◆ **SELECTED EXTRACT**
========================
1905 had scarcely begun in Russia when 300 people were slaughtered by Tsarist troops in St Petersburg. During the year that followed, a number of Russian artists and intellectuals became keenly aware that before long socialism would sweep away the society and culture they had known. Nobody was more alive to the situation than Maxim Gorky, who had already been writing radical plays and agitating for revolutionary change. In 1906, he caught the feeling of 1905 in his play Enemies. Concerning a strike at a factory in which the managing director gets shot, its main focus is on the ruling class: those who own and run the factory and their families. While Gorky clearly catches the string-them-up views of some of these characters, he refuses to make this a simple clash between us and them. The factory owner Zakhar has some understanding of the workers’ situation; his wife’s niece Nadya is powerfully sympathetic to them; and his open-minded sister-in-law Tatyana can see where the wind is blowing. The play ends in crisis. Enemies? Who are our enemies?
========================
◆ **PROVIDED DATA**
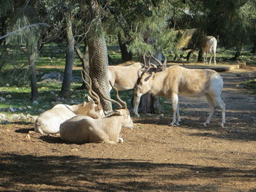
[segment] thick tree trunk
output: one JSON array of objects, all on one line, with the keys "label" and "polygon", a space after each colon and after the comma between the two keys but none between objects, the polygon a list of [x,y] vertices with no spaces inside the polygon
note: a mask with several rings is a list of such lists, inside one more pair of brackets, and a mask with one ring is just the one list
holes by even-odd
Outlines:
========================
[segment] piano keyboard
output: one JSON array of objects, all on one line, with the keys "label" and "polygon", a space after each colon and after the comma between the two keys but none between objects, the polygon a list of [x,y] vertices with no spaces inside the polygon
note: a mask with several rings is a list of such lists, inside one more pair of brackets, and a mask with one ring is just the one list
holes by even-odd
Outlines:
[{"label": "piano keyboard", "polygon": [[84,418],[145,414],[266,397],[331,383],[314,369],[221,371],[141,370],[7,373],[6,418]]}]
========================
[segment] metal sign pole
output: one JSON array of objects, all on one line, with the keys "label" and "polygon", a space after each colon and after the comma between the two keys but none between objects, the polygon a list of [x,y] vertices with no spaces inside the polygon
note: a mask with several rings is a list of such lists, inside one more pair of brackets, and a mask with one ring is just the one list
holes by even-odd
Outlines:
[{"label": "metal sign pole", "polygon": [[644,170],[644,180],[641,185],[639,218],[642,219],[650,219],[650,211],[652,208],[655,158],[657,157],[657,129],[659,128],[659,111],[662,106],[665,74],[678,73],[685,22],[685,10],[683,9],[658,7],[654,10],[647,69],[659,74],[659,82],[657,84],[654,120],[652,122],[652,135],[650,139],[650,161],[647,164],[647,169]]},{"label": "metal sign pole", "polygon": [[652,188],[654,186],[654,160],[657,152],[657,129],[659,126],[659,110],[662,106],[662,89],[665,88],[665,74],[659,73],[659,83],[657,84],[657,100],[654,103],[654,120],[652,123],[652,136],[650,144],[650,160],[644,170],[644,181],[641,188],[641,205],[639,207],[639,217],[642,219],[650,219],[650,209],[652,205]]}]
========================
◆ **WRITTEN REQUEST 1**
In the passage about Gorky's play Enemies, how many people did Tsarist troops kill in St Petersburg early in 1905?
◆ **WRITTEN REQUEST 2**
Summarize the passage about Gorky's play Enemies in two sentences.
◆ **WRITTEN REQUEST 3**
List every character from Enemies whom the passage about Gorky's play names.

◆ **TASK RESULT 1**
300 people.

◆ **TASK RESULT 2**
In 1906 Maxim Gorky, who was already writing radical plays and agitating for revolutionary change, captured the feeling of 1905 in Enemies, a play about a factory strike in which the managing director is shot. The play centers on the owners and managers of the factory and their families, but Gorky refuses to make it a simple clash between us and them, and it ends in crisis.

◆ **TASK RESULT 3**
Zakhar, Nadya, Tatyana